Venturing outside of town –

  • Get out of town and see the Kuang Si waterfalls. This is a must. You can get there via motorbike or through a shared minivan. I was able to easily book a van through my guesthouse which picked me up at 9am and dropped us off in town before 1pm. I’d suggest going early to avoid the crowds, it was not too busy when we first arrived. There is a lot to see at these waterfalls (bring your swimsuit and your hiking shoes) – I recommend climbing to the top of the falls if you can, it’s a nice view and much quieter up there.
  • Visit the Tad Sae waterfalls – These are way less touristy, more locals coming here. I came here through a trekking/kayaking tour and this was one of our stops. While it was less crowded than the other falls, I was disappointed to see that they offered elephant riding here (it was actually quite common to see in Laos).
  • There are a lot of trekking, cycling, and kayaking options available to book in Laos (including multi-day trips). Most of the tour agencies have an office on the main street in the old town so it’s easy to find something.
==============================
Problems and tasks
1) According to the notes on trips outside town in Laos, where do most of the tour agencies have an office?
2) Continue the travel notes on trips outside town in Laos, picking up after their final bullet point.

Information supplied
==============================
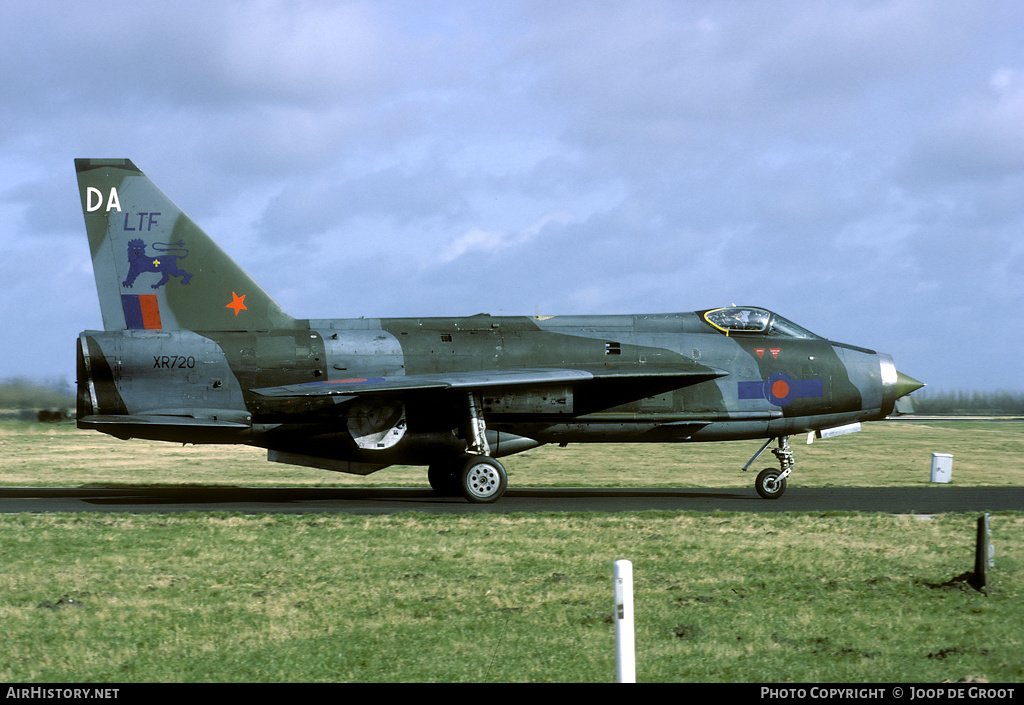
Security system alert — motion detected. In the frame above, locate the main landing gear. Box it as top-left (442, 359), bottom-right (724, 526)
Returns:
==============================
Answer set
1) On the main street in the old town.

2)
Eating & Drinking around town:

  • I was quite pleasantly surprised to find so many nice restaurants here. And wine bars! And cheese! There are quite a few French restaurants in town which offer a nice break from local food if you are looking for something different. For some French cafe vibes, try Le Banneton or Bistro Ban Vat Sene. I had a delicious almond croissant at the first and a savory crepe at the other.
  • The night market offers a lot of the same things to eat and I found it rather disappointing. On one end you will find a bunch of vendors side by side all selling sandwiches, crepes, and smoothies. They will all yell at you to buy from them. It is all rather identical. On the other end of the night market is a little alleyway that houses more food vendors. These stalls are primarily meat and grilled fish, as well as rice/noodles/veggies and there are tables to sit down. I found it to be a bit too crowded and narrow so I grabbed some sausage on a stick and escaped back onto the street for some coconut pancakes (my favorite street snack!).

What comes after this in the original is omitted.